**Görev tanımı**
Erdoğan'ın uluslararası desteği yitirmesini konu alan köşe yazısını son cümlesinden sonra sürdürün.

**Okunacak metin**

=-=-=-=-=

GÜNCEL EGE YEREL YÖNETİMLER EKONOMİ POLİTİKA SPOR RÖPORTAJLAR YAZAR CAFE FOTO GALERİ VİDEO GALERİ
Tayfun MARO
YAZARLAR
15 Temmuz 2013 Pazartesi

Erdoğan’dan neden vazgeçtiler?

“Üçüncü kez iktidara gelen Erdoğan gerçekten muktedir olduğuna kanaat getirdi. Bu duygu ve düşünceler içinde; ‘Madem muktedirim, madem iktidarım, kendi yoluma giderim,’ dedi; Ve gereğini yapmaya kalkışınca, uluslararası sistemi tedirgin etti.” Son aylarda olan bitenin özeti bu…
Kapitalistler, gelişmekte olan veya az gelişmiş ülkelerde, kendi başına buyruk hareket eden iktidarları sevmiyorlar.
 
Erdoğan’ın demeçlerine bakılırsa, vuruşarak çekilecek. Sığındığı yer; demokrasi. Ne ki sadece kendisi gibi düşünenlerin haklarıyla sınırlı, şarklı bir demokrasi anlayışına sahip. Ve sandıktan öte demokrasi diye bir derdi yok. Kendisine oy vermeyen ve yönetim anlayışına karşı çıkan herkes, hizaya getirilmesi gereken çapulcu… Gelin görün ki o çapulcuların direnişi, Erdoğan’ın yaldızlarını döküyor.
 
Uluslararası sistem desteğini çektikten sonra, Erdoğan, sürekli hata yapmaya başladı. Ve hata yaptıkça hırçınlaşıyor, hırçınlaştıkça da saçmalıyor.
Ne kadar yüksek perdeden meydan okursa okusun, Erdoğan’ın iktidara gelmek için el sıkıştığı kapitalistlerle başlattığı kavga pek inandırıcı değil. İnsanın sorası geliyor; “Şimdi mi aklın başına geldi?”
Aslında aklı başına gelmiş falan değil, elinde başka kart kalmadı. Eş Başkanı olduğu Büyük Ortadoğu Projesinden ve savunduğu AB üyeliğinden çark ederek, Müslüman Kardeşler savunuculuğuna çevirdiği rota, Erdoğan’ın çaresizliğinin hangi boyutlara vardığını gösteriyor. Ve çaresizlik içinde kıvranan Erdoğan gittikçe saldırganlaşıyor.
Türkiye’yi, seçimlere kadar çok gergin bir dönem bekliyor.

=-=-=-=-=

**Gösterilen kayıtlar**
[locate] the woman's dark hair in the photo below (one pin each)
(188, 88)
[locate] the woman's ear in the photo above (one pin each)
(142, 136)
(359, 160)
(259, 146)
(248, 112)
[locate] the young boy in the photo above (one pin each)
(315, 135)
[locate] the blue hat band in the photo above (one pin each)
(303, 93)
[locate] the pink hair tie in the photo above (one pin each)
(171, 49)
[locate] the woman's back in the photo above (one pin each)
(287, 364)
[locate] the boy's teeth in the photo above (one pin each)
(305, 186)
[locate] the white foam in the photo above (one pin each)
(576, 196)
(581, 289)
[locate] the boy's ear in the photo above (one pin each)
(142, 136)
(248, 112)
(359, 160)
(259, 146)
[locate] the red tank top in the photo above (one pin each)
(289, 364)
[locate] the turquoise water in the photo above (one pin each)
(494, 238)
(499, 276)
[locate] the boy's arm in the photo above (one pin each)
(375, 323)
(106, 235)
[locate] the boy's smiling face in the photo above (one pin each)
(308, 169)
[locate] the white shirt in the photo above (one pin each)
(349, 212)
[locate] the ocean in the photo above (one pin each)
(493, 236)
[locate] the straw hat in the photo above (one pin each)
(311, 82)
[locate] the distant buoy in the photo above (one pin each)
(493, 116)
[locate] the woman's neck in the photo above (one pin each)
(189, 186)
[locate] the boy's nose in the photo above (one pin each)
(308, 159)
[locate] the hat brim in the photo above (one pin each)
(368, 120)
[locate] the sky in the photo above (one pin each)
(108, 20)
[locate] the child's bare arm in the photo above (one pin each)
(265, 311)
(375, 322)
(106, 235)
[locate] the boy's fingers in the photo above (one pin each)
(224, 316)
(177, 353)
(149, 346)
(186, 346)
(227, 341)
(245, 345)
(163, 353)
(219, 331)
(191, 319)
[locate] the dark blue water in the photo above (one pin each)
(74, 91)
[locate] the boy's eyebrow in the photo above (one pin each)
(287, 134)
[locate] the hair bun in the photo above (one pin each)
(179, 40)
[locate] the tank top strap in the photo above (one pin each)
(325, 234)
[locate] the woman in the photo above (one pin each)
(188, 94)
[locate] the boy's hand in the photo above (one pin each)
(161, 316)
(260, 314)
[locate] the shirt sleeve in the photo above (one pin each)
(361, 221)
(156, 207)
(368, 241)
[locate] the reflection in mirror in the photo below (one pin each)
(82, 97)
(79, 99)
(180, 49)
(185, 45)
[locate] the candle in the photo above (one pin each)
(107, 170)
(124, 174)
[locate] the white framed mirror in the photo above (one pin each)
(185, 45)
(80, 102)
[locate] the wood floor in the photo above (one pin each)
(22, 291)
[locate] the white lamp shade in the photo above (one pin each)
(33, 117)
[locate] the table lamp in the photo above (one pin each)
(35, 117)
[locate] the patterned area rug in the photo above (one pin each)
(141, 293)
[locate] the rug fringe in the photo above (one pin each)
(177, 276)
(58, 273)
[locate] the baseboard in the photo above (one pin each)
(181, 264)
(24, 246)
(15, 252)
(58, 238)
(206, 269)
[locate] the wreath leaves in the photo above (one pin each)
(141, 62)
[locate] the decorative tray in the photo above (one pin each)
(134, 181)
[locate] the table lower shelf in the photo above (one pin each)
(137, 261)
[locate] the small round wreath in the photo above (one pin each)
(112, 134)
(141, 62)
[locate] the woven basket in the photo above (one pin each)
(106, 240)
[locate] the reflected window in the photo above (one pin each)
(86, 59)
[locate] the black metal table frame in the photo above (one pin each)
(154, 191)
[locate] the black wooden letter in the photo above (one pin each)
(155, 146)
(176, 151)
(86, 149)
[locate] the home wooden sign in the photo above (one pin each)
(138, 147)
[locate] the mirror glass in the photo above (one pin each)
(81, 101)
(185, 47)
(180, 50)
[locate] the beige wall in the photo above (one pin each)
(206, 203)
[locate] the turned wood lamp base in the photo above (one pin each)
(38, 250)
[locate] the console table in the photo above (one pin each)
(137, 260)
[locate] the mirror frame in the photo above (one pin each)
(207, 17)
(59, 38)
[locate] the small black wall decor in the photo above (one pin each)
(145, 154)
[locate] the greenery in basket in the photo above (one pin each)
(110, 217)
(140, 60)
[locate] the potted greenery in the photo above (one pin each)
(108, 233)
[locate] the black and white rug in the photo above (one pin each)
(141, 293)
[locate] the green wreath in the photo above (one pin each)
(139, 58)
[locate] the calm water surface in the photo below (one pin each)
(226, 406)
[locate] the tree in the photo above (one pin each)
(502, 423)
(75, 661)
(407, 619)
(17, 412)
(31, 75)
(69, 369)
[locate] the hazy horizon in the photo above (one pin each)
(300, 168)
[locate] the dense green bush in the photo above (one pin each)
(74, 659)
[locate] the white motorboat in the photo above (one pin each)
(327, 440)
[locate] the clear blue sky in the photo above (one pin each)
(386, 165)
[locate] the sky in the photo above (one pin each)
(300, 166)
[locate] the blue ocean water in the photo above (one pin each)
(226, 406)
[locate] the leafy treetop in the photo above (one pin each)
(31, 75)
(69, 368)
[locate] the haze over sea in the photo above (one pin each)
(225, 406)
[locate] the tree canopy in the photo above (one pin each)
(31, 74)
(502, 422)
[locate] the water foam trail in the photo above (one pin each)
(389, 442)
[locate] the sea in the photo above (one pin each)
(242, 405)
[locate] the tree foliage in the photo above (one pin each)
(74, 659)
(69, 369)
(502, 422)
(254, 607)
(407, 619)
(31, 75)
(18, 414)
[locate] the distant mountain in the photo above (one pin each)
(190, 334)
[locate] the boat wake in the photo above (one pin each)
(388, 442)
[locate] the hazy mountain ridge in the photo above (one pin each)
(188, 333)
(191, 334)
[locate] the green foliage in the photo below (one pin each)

=-=-=-=-=

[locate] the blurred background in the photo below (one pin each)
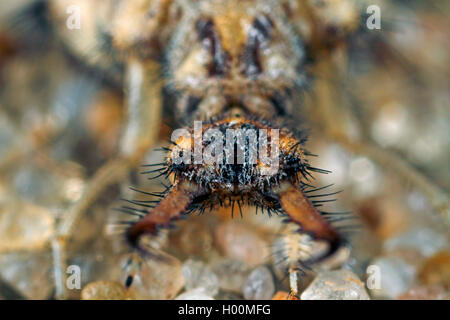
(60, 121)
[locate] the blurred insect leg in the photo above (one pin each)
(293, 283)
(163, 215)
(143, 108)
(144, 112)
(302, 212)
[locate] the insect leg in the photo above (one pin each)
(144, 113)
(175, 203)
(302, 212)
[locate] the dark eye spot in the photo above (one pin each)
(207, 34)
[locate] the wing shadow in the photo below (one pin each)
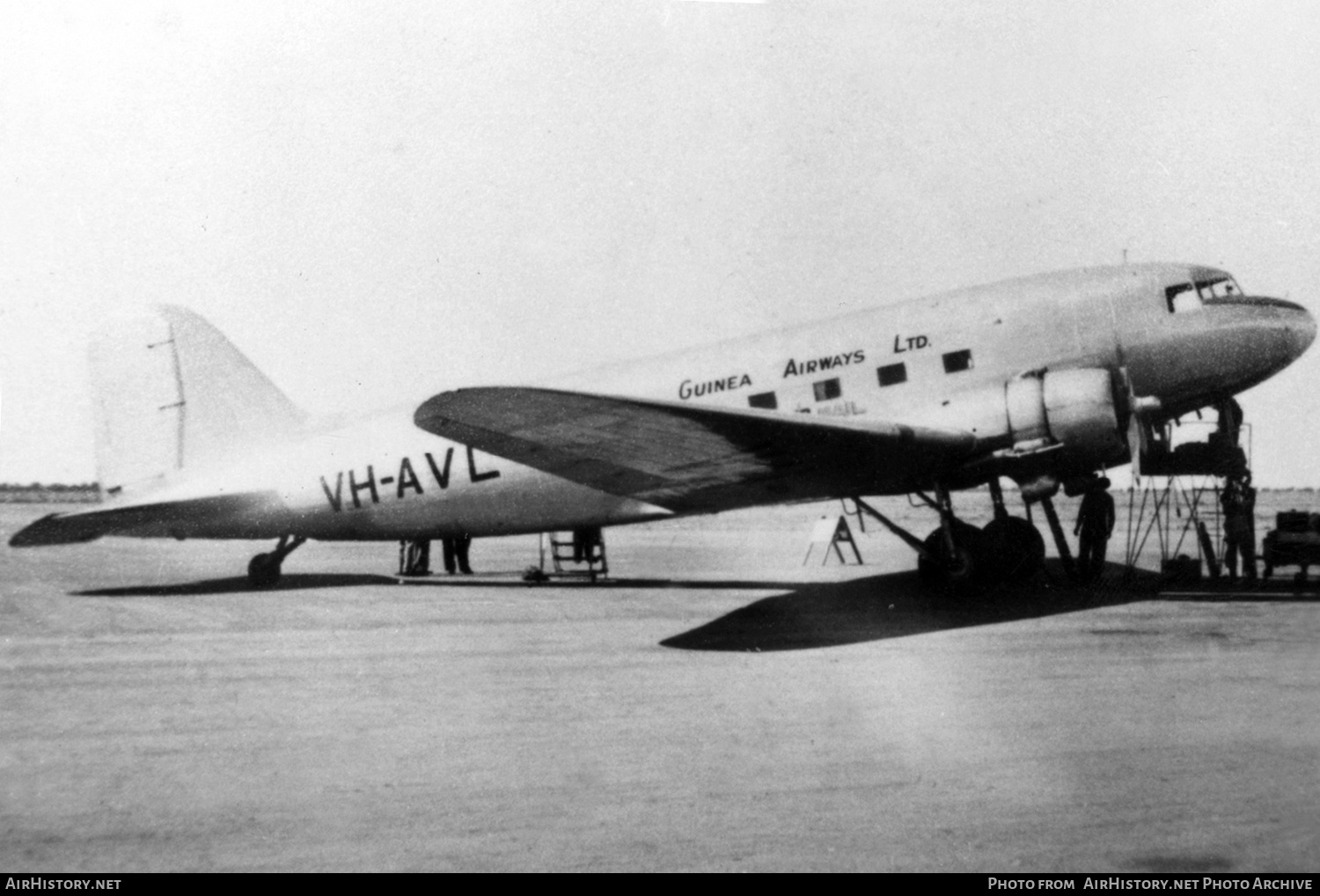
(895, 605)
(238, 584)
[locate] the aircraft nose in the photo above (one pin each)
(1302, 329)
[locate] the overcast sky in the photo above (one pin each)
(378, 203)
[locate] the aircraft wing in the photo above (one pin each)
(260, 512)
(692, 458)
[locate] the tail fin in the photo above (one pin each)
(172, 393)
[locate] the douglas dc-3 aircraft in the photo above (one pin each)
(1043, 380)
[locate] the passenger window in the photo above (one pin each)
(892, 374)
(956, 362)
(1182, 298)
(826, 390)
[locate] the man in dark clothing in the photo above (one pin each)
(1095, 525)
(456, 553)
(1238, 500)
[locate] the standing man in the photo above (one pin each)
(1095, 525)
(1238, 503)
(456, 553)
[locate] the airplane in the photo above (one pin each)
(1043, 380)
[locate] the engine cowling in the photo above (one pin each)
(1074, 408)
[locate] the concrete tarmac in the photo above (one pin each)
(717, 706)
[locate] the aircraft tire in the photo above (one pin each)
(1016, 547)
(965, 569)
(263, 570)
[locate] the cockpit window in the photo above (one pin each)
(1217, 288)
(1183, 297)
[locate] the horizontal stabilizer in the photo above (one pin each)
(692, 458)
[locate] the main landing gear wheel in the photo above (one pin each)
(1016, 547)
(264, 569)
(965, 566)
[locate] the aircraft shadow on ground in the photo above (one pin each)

=-=-=-=-=

**Görev yanıtı**
Türkiye artık güvenli bir ülke değil. İktidarı sallanan Erdoğan, bütün ülkeyi felakete sürüklemek pahasına da olsa, iktidarda kalmak için tehlikeli sulara açılmaktan çekinmeyecek.
Elinde sopa, pala ile eylemci gençlere saldıranlar himaye edilirken, protesto eyleminde kendisine fırlatılan bombanın, su sıkan TOMA’nın üstüne yürüyen gençler yaka paça gözaltına alınıyorsa, kimse güvenliğinden emin olamaz. Şiddete başvurarak sağlanan güvenlik, toplumun değilse de iktidardakilerin güvenliğidir.
Son olaylarla görüldü ki ceberut devlet bütün kurum, kuruluş ve yasalarıyla varlığını sürdürüyor. Bu durum, kopan kıyametin, iktidarın el değiştirmesi bağlamında ortaya çıkan paylaşım sorunuyla ilgili olduğunu düşündürüyor. İslamcıların devlet eliyle büyük servetlere el koyarken ölçüyü kaçırdığı ve İstanbul burjuvazisinin bu gelişmelerden rahatsız olduğu, Erdoğan’ın demeçlerinden anlaşılıyor.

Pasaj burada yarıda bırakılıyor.